### The input
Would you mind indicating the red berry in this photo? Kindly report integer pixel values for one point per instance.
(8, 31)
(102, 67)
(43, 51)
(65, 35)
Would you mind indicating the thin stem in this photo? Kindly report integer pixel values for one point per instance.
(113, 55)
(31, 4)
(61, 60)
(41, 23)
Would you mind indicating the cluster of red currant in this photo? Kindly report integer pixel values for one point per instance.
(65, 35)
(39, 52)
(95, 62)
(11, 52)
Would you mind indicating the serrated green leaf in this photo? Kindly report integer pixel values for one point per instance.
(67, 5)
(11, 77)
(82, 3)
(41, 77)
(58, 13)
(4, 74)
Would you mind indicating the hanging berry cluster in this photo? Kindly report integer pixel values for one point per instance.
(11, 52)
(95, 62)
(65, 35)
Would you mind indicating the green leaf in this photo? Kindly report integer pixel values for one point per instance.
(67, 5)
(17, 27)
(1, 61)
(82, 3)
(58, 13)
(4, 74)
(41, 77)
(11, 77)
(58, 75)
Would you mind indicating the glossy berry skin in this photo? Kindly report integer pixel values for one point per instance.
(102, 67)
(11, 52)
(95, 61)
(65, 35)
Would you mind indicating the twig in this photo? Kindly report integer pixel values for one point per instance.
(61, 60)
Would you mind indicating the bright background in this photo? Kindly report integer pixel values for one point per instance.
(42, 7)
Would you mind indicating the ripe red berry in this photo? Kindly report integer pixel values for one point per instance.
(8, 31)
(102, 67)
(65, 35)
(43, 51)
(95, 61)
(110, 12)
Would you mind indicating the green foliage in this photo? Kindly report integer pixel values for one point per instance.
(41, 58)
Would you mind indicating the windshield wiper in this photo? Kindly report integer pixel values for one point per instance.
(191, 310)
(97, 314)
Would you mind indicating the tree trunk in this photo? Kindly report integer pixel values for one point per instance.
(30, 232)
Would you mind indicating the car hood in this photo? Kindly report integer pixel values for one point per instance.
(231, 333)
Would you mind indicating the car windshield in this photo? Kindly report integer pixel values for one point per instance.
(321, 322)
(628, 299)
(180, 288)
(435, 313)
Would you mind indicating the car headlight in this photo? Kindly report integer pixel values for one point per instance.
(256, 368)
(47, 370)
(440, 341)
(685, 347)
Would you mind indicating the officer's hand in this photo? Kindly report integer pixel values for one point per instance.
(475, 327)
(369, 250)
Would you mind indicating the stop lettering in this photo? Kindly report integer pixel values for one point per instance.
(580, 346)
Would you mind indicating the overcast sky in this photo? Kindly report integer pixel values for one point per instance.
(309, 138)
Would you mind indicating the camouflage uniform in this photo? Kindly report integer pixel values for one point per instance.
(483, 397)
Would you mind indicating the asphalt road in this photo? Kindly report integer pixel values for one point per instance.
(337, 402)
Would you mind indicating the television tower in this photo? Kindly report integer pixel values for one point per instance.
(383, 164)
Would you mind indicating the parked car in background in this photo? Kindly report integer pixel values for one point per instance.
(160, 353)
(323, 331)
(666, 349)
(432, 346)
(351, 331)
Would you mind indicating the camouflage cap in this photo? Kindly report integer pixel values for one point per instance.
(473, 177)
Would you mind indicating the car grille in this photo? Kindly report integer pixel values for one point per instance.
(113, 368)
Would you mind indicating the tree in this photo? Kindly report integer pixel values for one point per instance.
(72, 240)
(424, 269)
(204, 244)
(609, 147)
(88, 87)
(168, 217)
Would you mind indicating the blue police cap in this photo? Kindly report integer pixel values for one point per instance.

...

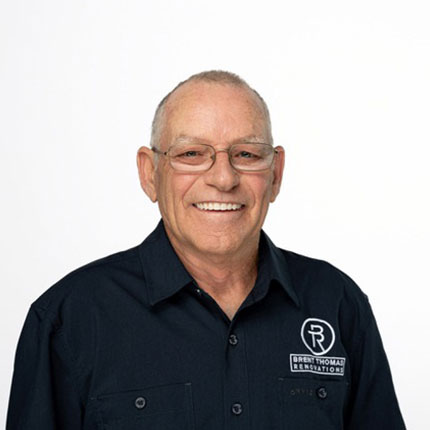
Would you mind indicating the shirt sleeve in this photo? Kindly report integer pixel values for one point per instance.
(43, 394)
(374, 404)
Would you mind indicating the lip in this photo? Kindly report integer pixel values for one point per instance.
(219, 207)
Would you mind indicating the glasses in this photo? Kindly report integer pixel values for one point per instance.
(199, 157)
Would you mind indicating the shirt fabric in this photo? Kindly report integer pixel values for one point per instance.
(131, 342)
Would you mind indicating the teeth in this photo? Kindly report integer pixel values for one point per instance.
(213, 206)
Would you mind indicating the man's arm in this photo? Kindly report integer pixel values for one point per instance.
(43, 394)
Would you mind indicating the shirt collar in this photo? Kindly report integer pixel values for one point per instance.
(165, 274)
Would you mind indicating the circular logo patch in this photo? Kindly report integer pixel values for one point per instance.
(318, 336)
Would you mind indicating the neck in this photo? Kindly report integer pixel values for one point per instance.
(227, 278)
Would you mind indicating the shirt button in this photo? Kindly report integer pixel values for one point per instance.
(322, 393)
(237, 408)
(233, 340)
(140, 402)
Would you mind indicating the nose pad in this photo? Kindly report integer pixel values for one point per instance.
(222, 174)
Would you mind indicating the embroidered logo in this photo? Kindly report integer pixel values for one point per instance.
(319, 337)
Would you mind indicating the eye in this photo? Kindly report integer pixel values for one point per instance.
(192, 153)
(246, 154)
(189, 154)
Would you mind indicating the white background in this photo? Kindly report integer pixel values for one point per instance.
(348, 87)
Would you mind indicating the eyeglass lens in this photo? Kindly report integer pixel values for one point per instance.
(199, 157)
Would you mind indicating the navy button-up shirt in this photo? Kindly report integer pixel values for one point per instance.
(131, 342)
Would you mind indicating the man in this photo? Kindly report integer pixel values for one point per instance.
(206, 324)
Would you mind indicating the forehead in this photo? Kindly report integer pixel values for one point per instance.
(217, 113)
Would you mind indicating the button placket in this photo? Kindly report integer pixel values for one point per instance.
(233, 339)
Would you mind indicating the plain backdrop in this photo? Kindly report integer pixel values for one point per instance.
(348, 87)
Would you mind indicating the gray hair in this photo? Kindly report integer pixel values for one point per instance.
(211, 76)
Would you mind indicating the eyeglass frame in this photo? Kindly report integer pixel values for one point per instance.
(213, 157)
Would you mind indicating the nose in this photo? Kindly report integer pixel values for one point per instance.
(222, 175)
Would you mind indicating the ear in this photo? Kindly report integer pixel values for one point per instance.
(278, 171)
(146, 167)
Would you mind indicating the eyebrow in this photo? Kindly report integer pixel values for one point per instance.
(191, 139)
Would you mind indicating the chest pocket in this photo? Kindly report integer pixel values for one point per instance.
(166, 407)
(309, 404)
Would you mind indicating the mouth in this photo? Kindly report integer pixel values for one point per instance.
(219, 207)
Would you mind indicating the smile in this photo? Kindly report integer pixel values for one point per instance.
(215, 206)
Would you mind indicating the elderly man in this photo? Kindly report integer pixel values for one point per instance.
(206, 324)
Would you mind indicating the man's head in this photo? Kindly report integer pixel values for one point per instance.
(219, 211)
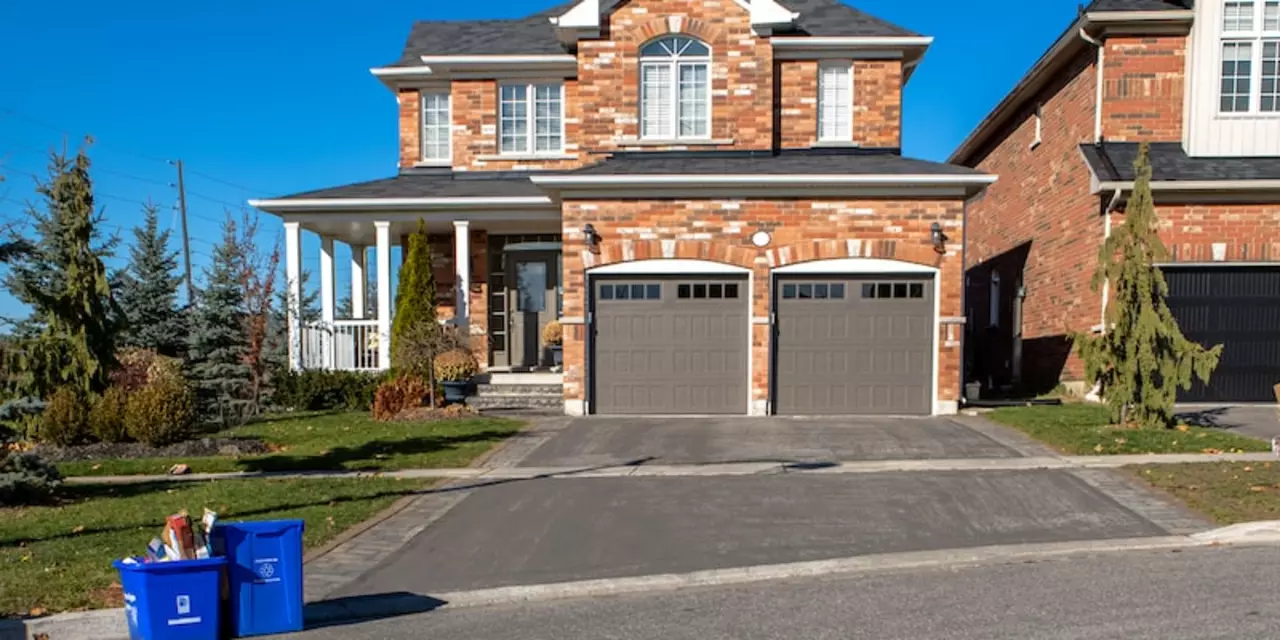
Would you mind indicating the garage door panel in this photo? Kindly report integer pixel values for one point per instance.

### Exercise objective
Render the stretch of the listing from the line containing "Would you mind indicating the man's head" through the line containing "Would you mind indicating the garage" as a Markdown table with the columns Number and Line. Skip blank lines and leave the pictures out.

### Written solution
| Number | Line |
|---|---|
| 1 | Would you mind indicating the man's head in this photo? Kindly report integer pixel values for one point per instance. |
| 2 | (219, 211) |
| 3 | Would you mind indicating the garage door panel in this photo? Kindly report integer pixel values for one point per instance. |